What is expected:
Send back every record word for word, with nothing missing.
##############################
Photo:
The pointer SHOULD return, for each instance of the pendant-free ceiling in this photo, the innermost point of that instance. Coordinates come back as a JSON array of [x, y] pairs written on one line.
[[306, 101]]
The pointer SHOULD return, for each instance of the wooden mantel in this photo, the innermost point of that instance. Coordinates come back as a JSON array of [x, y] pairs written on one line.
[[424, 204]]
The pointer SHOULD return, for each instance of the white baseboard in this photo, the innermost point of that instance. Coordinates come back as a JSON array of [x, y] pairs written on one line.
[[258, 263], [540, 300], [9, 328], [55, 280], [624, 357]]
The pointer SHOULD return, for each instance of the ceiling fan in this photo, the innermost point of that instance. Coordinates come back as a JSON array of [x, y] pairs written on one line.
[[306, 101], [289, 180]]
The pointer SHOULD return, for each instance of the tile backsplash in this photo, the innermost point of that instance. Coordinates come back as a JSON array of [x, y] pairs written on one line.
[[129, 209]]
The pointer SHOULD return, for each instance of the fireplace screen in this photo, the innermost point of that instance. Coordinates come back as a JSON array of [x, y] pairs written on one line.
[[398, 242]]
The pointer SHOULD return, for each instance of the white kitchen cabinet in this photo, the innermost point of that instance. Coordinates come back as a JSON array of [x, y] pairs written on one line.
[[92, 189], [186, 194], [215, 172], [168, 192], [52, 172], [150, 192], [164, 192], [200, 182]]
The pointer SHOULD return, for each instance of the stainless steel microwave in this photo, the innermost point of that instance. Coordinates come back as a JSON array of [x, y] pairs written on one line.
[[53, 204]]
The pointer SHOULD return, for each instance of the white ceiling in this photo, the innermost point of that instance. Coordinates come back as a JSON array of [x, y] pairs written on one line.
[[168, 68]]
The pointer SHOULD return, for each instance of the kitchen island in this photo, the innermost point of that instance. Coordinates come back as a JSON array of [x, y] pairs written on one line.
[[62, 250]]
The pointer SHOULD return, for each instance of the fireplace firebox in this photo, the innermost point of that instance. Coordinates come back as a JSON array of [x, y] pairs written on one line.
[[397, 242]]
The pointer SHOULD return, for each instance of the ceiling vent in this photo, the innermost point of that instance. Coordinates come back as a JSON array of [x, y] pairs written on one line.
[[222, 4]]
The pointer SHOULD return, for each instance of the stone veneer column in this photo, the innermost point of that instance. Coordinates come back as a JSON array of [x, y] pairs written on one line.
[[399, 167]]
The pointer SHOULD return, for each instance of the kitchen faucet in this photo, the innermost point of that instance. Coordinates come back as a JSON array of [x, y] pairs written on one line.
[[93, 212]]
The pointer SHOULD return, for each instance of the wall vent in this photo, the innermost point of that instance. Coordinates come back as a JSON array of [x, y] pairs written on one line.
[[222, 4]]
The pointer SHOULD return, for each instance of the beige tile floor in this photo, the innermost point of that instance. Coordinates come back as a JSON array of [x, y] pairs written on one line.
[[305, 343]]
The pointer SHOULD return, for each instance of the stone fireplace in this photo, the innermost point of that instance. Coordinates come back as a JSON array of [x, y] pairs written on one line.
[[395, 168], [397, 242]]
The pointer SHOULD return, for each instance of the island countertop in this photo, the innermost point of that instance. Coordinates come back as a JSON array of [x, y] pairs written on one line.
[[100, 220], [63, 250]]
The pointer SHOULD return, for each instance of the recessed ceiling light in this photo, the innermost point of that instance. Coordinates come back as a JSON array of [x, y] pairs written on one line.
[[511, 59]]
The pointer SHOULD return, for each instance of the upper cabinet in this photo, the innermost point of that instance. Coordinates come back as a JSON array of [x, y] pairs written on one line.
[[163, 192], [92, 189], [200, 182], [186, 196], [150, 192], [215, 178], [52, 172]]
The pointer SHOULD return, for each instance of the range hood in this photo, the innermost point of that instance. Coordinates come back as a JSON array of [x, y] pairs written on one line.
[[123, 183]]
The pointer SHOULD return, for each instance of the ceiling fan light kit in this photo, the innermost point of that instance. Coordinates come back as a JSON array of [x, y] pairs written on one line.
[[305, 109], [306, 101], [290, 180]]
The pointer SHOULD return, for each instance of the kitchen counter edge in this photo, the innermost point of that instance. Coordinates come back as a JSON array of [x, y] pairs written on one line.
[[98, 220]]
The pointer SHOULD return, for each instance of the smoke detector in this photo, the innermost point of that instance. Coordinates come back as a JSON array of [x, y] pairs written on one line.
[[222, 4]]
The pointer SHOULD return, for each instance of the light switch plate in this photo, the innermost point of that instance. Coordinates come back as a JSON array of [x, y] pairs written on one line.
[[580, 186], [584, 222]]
##############################
Result of the task:
Photo:
The pointer SHOULD return, for each instance of the pendant-free ceiling in this photo, the innermost point of that instance. Coordinates come back as a JSON array of [x, y] pairs written on one line.
[[306, 101]]
The pointer SHOULD return, for each instance of the wooden mantel in this photo, the innermost point of that instance. Coordinates come back as a JSON array of [x, y] pairs written on one line.
[[424, 204]]
The pointer SHOULD return, for each instance of the white baseboard in this photo, the innermost point of that instance. Coordinates come back as a JSON array of [x, y] pairs written on one line.
[[258, 263], [540, 300], [9, 328], [55, 280], [624, 357]]
The pointer SHOULD return, for each instance of the ceiling fan in this photo, the innermost point of that instance. Coordinates come back as a JSON array of [x, y] pairs written on one line.
[[306, 101], [289, 180]]
The pointer SHOULD return, for each instance of the tile backsplash in this photo, the innermost point of that instance. Coordinates come back as a JSON array of [x, y] pairs written on one line.
[[129, 209]]
The pointer SHOULD return, for each instance of the fireplace screen in this photo, the innermost point of that instance. Coordinates come back as a JSON array of [x, y] pairs written on one line.
[[398, 242]]
The pointer SHOULD return, for each instance of the white kitchen cabinet in this photo, the innermost point of that instance. Coordinates come back as a JSON array of [x, y] pairs written on one line.
[[92, 189], [186, 194], [215, 172], [168, 192], [52, 172], [150, 192], [164, 192], [200, 182]]
The pointer SHOULD return, for each instance of the stainless steel microwave in this photo, the innermost point of that instance. Coordinates come back as a JSON array of [x, y] pairs written on one line.
[[53, 204]]
The pointer SHOULD return, for each instance of the white ceiling in this photo, the innermost point of that instance. Coordinates come back as a JSON array of [x, y] pairs written on one line.
[[168, 68]]
The pointer SHOULD return, for each instance of the kitchen island in this photo, the innermost point of that instance. Coordinates come back as a JSON array of [x, y] pairs written on one line.
[[62, 250]]
The pointer SHOULD return, for each instance of the fireplace firebox in this photo, the innermost point of that instance. Coordinates come back as a JSON array of [x, y] pairs written on one line.
[[397, 242]]
The pointer SHOULD return, for each instance of the ceiling vent in this photo, the innermost point of that instance. Coordinates come back as a JSON array of [x, y] pairs written on one line.
[[222, 4]]
The pointer SHOULD return, for each instance of the stone veneer column in this photo, the innermost point of that instance. Coordinates come back as a JSON array of [x, y] pairs written on one line.
[[399, 167]]
The pointer SHOULD return, for each instance of the kitchen faucet in this photo, the innermost point of that instance. Coordinates come back as a JSON array of [x, y] pairs written on one line.
[[93, 212]]
The pointer SHOULD return, for each instance of the wall vent in this photo, the innermost point of that instance. Coordinates come back as a JSON array of [x, y] pairs written on one line.
[[222, 4]]
The pointer SHOULD return, for each instance of the beige tile floor in this photo, the innermost point of that instance. Coordinates come back as a JSON array of [x, y] pairs written on one line.
[[305, 343]]
The pointer SHOULD return, for each instance of the stone fireplace in this photo, the innermost point of that instance. Coordinates come back as a JSON array of [x, y] pairs written on one line.
[[395, 168], [397, 242]]
The pointer SHOULD return, for each instance of the island countertop in this photo, the innermost point of that instance. Coordinates come back as a JSON array of [x, y] pairs written on one line.
[[100, 220], [63, 250]]
The pointer SHOULD return, for each instance of the recessed ceiling light in this photo, the innermost point of that instance. Coordinates come back as a JSON array of [x, y] pairs written on one line.
[[511, 59]]
The pointer SHOULD return, for each instance of the upper cabinet in this photo, the innermost point of that instance. Coordinates come back as a JSON array of [x, y] pairs written on one line.
[[163, 192], [92, 189], [200, 182], [186, 196], [150, 192], [215, 178], [52, 172]]
The pointer SHOULD return, for each instance of the range hood in this photo, the innermost point of that instance. Coordinates come back as a JSON array of [x, y] pairs written on one line.
[[123, 183]]
The pointer SHOULD return, for each instance of the ceiling fan light kit in this photo, the innermost point of that instance. Coordinates come back as a JSON array of [x, y] pairs written on one line.
[[305, 109], [306, 101], [290, 180]]
The pointer SHOULD return, for each instance of the kitchen counter edge in this photo, the innermost point of that instance. Coordinates come back as a JSON array of [x, y] pairs written on one line.
[[98, 220]]
The pointer SHOULD return, for each instance of the smoke detector in this photo, the innermost point of that instance. Coordinates come back as a JSON array of [x, y] pairs written on one line.
[[222, 4]]
The pointer SHOULD return, for each instance of the light switch plate in this photo, the innermost point of that instance. Coordinates come back as a JSON array of [x, y] pairs written on one line.
[[580, 186], [584, 222]]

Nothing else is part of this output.